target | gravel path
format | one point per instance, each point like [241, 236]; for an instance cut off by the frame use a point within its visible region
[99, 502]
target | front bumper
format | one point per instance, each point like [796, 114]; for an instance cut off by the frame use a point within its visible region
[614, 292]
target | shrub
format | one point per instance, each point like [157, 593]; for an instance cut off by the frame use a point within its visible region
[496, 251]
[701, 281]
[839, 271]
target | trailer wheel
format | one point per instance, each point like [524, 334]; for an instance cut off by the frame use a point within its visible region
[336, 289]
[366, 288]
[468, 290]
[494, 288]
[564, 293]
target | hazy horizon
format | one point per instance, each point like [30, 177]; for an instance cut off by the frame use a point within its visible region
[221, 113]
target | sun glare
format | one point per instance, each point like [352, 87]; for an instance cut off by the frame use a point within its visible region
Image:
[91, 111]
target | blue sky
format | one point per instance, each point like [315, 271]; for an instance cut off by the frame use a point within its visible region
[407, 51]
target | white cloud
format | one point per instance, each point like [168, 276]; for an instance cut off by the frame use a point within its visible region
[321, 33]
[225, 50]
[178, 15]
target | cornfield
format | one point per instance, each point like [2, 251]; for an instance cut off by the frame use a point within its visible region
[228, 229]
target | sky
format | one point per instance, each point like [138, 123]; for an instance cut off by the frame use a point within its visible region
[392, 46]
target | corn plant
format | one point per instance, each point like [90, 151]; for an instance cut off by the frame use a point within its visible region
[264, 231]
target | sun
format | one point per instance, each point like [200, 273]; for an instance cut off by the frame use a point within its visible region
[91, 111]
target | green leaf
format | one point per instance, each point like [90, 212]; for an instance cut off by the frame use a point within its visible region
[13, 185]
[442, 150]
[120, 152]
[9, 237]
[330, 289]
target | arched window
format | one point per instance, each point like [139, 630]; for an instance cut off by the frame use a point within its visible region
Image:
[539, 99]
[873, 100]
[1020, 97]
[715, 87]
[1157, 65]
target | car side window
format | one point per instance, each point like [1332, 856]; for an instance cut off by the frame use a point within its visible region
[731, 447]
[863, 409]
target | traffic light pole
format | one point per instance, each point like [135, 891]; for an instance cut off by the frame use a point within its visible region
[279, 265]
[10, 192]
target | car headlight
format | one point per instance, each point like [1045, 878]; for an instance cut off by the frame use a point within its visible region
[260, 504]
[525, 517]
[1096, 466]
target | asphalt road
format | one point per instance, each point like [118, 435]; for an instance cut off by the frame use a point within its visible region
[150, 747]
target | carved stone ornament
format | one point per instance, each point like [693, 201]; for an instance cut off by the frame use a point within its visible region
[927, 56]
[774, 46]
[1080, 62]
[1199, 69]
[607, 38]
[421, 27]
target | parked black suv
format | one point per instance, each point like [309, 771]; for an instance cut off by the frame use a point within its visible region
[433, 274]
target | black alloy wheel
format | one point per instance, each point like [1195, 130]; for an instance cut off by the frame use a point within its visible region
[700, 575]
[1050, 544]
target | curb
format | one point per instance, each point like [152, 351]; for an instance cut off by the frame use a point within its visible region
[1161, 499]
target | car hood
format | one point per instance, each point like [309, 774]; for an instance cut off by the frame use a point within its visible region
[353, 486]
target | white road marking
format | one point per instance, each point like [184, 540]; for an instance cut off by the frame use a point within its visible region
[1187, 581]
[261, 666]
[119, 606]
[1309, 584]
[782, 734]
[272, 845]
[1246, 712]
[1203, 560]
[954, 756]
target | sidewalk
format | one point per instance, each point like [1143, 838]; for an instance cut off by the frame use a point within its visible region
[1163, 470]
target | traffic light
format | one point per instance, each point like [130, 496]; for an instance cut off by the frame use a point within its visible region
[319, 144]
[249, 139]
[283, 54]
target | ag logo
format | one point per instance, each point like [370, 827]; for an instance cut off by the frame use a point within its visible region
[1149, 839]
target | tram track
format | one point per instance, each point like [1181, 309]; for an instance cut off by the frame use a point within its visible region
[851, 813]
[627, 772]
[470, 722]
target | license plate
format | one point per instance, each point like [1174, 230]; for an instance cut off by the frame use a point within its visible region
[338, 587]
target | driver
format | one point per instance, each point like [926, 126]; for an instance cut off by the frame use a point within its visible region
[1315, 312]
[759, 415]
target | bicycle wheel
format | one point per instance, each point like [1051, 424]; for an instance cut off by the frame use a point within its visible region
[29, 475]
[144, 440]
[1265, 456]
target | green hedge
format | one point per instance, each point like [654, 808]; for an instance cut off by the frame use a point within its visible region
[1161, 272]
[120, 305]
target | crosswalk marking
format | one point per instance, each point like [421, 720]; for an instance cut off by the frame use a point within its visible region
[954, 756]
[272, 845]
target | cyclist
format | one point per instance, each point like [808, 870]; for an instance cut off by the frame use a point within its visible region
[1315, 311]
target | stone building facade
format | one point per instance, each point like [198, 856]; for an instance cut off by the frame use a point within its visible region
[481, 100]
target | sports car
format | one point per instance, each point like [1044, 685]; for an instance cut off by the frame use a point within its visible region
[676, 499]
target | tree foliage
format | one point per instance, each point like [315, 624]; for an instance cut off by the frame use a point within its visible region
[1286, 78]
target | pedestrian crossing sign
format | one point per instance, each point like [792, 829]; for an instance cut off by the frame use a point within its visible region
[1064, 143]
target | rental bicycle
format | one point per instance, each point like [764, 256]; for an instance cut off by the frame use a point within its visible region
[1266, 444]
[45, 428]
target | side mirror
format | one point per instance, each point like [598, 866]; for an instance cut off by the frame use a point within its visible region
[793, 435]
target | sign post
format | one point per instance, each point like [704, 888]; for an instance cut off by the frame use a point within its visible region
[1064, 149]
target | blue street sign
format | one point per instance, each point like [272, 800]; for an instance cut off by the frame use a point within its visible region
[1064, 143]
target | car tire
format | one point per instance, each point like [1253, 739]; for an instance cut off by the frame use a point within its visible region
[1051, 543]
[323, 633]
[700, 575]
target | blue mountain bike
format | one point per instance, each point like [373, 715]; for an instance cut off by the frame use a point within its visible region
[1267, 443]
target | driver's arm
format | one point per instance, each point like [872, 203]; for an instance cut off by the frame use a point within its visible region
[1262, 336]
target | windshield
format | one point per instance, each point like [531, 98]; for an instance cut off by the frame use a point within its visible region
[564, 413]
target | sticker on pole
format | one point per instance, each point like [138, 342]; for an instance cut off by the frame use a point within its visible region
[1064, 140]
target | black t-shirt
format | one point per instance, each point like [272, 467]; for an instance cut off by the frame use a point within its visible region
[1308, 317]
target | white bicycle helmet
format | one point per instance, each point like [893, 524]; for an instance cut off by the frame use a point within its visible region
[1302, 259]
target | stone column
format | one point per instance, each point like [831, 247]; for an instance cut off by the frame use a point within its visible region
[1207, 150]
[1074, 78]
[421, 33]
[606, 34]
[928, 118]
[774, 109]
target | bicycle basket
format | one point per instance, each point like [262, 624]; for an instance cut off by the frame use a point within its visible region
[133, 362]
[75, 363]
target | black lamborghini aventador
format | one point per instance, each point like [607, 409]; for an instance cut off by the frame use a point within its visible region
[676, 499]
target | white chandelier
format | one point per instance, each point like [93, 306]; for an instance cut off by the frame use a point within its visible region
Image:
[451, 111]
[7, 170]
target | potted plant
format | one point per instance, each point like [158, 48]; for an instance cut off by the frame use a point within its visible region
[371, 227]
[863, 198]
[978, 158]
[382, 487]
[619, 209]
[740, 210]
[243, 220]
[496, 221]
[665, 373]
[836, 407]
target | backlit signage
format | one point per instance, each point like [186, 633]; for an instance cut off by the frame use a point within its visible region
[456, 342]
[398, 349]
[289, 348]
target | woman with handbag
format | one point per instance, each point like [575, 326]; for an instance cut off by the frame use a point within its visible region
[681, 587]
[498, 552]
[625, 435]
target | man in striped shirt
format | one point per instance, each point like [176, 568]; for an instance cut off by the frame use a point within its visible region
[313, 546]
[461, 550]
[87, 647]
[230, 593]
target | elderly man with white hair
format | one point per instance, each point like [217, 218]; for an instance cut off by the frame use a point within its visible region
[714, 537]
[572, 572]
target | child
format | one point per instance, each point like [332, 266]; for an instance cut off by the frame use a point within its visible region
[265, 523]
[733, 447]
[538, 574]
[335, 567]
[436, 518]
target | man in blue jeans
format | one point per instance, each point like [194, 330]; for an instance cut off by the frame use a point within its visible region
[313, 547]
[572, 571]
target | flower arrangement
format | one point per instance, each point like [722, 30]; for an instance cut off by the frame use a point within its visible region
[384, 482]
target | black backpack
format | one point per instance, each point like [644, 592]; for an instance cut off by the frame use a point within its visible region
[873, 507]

▶ _EXERCISE OBJECTIVE_: Reproduce, word for word, the lines of the listing from the line containing "target | rental bicycle" up to and including the line containing "[1064, 149]".

▶ _RESULT OF THIS EXERCISE_:
target | rental bicycle
format | one point per instance, each point like [764, 256]; for an instance cut off by the frame use a point within its visible region
[1266, 444]
[45, 428]
target | side mirror
format | one point per instance, each point like [598, 866]; for an instance cut off by the frame use a point within its visible region
[793, 435]
target | sign post
format | one point per instance, each point like [704, 888]; for an instance cut off by the frame use a point within its visible region
[1064, 149]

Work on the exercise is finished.